* **What you are asked to do**
Copy every line of the following data that includes the string "wooden".

* **Information provided**

◇ ◇ ◇

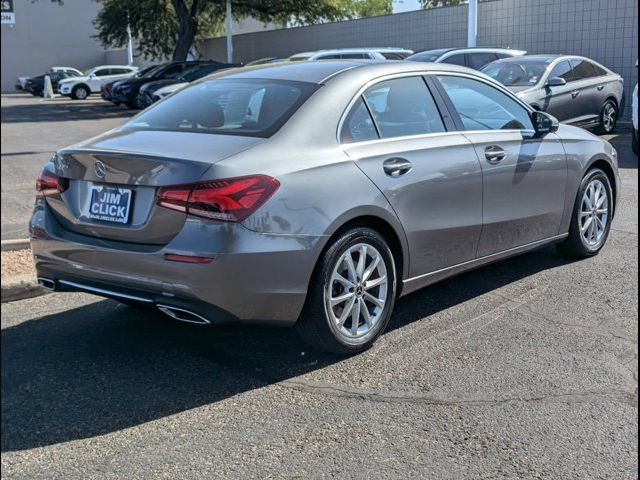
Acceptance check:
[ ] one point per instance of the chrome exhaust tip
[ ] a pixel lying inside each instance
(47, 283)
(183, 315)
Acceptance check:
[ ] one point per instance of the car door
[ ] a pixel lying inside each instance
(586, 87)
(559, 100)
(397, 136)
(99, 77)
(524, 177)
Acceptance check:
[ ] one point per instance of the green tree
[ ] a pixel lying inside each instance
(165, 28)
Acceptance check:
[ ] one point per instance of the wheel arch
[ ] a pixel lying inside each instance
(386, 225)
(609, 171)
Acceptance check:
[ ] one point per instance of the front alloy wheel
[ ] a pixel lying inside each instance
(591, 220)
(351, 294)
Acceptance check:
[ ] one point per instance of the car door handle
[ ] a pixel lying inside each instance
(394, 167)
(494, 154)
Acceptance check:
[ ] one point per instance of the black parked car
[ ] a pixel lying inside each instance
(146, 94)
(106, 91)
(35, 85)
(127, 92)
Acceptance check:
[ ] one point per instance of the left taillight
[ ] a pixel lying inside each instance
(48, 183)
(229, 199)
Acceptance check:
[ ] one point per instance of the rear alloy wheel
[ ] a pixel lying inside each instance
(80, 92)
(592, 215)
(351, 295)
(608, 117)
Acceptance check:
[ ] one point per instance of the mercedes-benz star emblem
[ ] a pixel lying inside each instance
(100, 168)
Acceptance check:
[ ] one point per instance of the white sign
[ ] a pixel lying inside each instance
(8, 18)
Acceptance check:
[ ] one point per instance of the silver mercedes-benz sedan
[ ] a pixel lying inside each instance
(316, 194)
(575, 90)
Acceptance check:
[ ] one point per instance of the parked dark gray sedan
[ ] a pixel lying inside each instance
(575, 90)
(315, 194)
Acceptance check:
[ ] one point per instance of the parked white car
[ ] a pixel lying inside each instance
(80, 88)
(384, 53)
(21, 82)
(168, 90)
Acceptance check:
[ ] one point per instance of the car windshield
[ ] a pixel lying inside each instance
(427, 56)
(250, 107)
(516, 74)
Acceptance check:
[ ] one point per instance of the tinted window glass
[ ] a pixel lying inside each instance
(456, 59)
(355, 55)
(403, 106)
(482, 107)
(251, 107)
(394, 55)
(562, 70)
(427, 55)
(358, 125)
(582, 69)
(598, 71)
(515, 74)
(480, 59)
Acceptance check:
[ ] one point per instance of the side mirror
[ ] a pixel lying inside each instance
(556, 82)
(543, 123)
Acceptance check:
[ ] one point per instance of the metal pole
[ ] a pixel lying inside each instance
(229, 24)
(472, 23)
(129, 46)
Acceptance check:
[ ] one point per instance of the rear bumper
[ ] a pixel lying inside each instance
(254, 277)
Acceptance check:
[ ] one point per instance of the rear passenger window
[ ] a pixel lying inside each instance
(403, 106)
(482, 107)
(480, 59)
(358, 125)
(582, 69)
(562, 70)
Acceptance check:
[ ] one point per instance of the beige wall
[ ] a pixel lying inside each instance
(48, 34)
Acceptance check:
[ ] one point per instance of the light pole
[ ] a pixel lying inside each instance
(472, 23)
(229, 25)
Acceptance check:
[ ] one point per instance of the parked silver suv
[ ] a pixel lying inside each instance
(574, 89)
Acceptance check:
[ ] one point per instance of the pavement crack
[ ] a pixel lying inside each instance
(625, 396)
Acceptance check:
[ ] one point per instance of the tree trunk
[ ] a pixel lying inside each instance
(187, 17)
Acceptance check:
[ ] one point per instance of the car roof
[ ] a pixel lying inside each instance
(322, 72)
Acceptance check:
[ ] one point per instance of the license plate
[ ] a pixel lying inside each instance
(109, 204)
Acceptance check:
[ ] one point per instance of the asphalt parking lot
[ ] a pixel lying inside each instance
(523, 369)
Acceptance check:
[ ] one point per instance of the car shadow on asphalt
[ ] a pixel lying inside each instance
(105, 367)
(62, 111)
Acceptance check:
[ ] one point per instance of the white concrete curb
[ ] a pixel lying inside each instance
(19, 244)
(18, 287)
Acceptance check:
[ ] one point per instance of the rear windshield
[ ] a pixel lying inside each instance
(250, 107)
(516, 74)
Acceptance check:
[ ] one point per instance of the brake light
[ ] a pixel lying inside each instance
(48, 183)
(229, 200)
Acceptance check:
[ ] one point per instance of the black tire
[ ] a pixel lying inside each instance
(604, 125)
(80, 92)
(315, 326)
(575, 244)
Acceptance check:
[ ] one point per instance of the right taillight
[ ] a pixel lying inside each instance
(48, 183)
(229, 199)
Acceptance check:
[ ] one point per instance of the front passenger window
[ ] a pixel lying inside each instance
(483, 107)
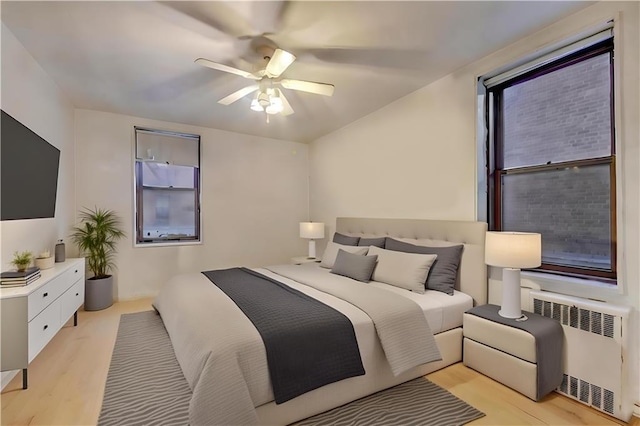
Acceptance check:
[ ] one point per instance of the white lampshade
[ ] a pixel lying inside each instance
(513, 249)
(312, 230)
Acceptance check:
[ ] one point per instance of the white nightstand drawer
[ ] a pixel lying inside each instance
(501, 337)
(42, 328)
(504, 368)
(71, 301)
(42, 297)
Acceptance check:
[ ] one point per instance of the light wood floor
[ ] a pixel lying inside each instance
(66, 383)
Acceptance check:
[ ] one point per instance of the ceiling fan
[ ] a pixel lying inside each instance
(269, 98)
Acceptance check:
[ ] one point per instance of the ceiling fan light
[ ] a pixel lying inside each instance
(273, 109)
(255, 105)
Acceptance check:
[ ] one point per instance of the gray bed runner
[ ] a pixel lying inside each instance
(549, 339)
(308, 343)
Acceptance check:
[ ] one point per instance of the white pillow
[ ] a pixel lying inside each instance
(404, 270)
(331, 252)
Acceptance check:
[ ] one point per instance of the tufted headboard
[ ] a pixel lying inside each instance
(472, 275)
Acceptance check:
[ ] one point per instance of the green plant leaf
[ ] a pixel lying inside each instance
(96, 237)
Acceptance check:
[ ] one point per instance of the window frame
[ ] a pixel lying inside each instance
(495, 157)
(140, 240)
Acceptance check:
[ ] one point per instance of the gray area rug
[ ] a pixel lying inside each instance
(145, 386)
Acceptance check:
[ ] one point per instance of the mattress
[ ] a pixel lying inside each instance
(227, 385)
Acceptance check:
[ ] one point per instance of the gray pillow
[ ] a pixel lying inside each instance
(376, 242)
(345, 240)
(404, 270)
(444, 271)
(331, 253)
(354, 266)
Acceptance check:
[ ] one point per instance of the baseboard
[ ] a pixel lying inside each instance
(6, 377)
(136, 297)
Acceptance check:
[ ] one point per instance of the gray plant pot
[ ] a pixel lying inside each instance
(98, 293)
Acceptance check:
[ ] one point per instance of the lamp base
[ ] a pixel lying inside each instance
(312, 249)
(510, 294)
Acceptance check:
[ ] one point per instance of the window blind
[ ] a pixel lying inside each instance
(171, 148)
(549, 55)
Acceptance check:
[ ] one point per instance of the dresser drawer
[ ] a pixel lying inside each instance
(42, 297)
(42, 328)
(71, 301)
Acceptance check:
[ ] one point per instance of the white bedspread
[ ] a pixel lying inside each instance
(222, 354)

◇ ◇ ◇

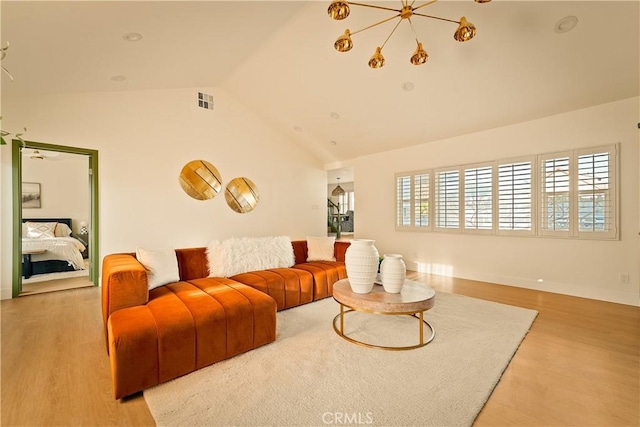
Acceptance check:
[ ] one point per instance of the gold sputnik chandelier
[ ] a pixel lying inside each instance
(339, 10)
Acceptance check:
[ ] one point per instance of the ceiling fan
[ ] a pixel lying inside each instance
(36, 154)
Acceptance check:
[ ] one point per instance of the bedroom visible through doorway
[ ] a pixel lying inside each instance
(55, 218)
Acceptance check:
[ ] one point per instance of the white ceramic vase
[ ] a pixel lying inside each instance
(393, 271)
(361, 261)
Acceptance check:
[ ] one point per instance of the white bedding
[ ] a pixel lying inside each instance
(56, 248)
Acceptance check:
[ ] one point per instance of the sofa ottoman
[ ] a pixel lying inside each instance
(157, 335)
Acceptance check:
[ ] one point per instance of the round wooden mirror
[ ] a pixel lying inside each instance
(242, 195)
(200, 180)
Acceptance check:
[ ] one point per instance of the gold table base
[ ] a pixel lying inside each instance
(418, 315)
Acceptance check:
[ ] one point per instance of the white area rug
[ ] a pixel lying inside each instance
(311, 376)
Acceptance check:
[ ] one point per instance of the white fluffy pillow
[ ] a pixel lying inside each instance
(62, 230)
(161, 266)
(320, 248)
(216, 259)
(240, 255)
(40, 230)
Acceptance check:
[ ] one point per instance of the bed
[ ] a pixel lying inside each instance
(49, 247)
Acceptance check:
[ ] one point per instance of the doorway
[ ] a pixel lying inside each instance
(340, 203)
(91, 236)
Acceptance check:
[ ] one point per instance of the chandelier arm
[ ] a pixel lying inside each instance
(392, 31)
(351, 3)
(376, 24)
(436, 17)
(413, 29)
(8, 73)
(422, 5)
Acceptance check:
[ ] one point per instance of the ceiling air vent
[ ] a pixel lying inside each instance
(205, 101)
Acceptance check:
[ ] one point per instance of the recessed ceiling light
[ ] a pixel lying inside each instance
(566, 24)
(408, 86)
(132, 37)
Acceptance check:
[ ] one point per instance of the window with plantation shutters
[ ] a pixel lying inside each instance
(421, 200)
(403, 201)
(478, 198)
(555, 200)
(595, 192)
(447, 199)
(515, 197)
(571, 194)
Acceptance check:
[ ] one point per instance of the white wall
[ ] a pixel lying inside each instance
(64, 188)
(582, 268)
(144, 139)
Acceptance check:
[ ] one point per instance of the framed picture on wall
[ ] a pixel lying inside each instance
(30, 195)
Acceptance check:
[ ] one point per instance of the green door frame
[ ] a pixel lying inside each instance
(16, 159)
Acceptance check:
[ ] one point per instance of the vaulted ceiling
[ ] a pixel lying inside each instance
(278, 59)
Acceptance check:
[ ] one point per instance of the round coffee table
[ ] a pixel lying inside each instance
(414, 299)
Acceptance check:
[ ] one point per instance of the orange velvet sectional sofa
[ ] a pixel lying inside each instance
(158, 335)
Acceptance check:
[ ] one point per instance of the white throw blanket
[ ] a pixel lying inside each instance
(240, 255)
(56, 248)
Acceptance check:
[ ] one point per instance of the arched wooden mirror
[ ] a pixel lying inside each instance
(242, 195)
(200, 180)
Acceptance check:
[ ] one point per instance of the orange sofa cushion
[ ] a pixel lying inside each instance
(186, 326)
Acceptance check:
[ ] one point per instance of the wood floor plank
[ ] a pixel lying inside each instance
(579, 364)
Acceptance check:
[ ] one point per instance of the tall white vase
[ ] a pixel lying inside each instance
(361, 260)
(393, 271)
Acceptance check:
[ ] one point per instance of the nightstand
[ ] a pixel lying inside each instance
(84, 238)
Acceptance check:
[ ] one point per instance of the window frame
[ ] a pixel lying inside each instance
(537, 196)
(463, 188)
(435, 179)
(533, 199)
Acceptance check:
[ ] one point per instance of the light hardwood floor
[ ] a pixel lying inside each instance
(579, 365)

◇ ◇ ◇

* **Output**
[ ] one point per instance of the round wooden mirror
[ ] one point per instance of the arched wooden mirror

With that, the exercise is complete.